== Given problem ==
Find each line in the records below that contains the word "street", and copy those lines.

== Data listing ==

** START **

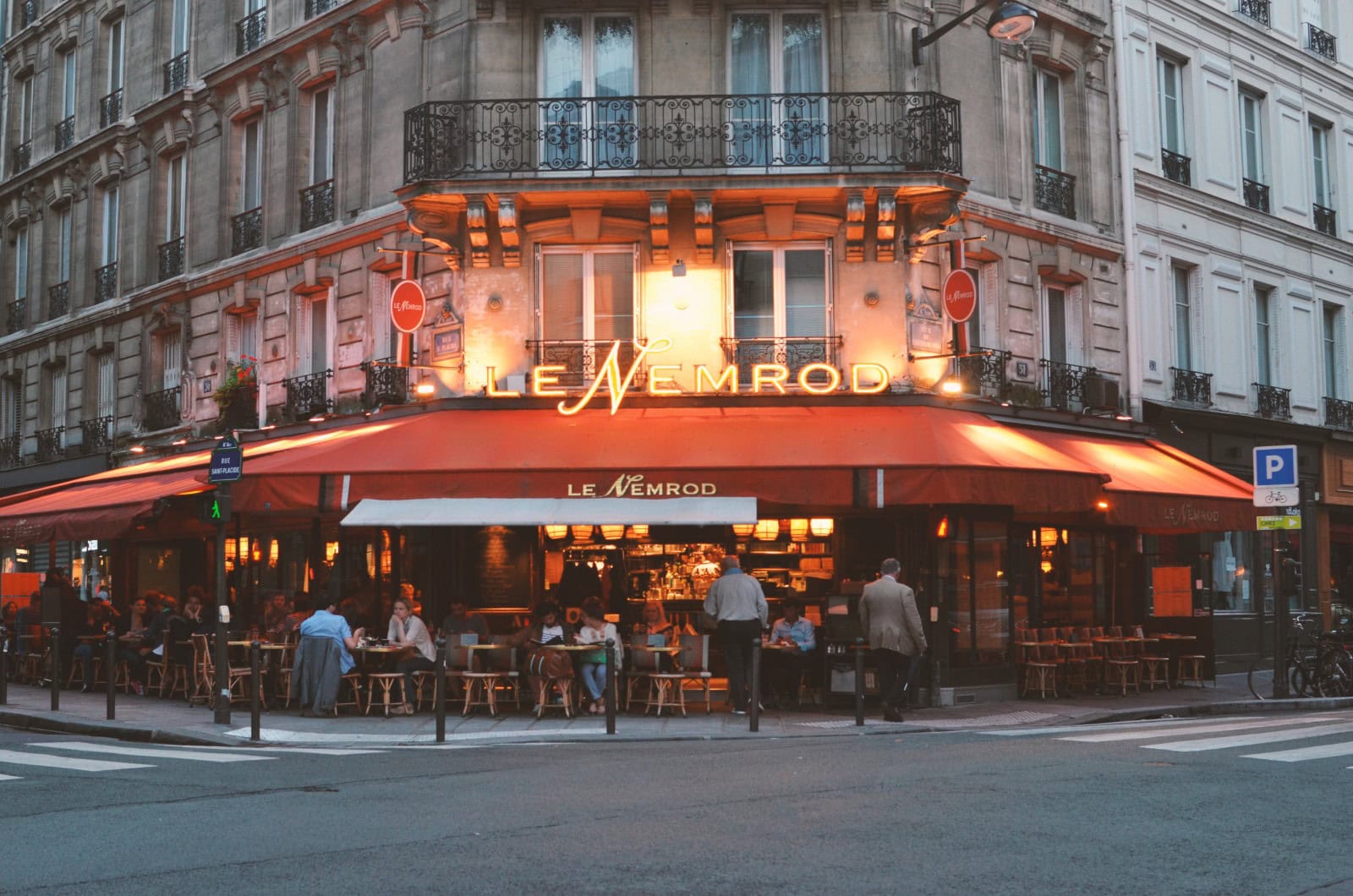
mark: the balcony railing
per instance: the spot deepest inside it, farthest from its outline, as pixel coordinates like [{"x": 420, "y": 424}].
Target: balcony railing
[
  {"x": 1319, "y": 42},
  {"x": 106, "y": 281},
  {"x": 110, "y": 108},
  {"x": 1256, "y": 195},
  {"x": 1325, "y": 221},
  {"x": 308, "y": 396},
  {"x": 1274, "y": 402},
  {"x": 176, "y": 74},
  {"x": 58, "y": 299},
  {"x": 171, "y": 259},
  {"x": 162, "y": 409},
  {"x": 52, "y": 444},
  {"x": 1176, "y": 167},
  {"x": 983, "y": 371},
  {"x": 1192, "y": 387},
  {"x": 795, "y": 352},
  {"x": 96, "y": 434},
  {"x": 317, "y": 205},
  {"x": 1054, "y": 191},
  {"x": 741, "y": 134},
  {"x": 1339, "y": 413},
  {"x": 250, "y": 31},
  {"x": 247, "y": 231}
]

** END **
** START **

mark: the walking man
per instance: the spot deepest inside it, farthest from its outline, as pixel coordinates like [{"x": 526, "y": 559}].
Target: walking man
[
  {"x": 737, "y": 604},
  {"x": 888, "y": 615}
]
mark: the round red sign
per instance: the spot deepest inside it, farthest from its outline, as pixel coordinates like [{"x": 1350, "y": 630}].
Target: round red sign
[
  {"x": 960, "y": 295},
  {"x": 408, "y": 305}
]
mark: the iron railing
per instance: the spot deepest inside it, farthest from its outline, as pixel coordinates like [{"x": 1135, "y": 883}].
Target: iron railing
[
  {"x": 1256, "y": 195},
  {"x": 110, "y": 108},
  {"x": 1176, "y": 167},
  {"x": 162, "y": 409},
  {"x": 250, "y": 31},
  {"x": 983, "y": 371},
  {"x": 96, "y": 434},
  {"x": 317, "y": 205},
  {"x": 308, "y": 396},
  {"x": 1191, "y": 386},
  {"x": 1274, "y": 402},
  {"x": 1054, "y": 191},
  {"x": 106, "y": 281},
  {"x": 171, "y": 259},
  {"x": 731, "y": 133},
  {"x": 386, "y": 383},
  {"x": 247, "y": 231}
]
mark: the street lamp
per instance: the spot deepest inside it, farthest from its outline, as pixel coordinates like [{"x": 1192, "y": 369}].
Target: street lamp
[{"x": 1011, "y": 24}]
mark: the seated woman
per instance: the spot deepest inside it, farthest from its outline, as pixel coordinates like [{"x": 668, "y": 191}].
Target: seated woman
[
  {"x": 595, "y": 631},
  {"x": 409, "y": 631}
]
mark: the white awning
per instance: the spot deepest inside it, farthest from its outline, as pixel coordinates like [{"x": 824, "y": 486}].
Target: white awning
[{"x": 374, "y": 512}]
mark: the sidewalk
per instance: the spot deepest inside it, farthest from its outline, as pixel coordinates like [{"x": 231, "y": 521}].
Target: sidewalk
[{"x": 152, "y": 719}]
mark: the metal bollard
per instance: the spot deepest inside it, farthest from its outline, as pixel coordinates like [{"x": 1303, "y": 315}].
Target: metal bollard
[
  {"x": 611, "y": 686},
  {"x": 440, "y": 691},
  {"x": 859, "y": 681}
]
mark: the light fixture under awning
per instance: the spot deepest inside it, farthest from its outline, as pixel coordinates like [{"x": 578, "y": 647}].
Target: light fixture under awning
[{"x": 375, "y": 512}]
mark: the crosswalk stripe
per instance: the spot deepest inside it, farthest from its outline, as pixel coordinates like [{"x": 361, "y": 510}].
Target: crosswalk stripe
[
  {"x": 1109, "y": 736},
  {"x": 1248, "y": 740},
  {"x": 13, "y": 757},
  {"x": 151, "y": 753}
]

** END **

== Finished task ==
mark: the street lamp
Target: street lamp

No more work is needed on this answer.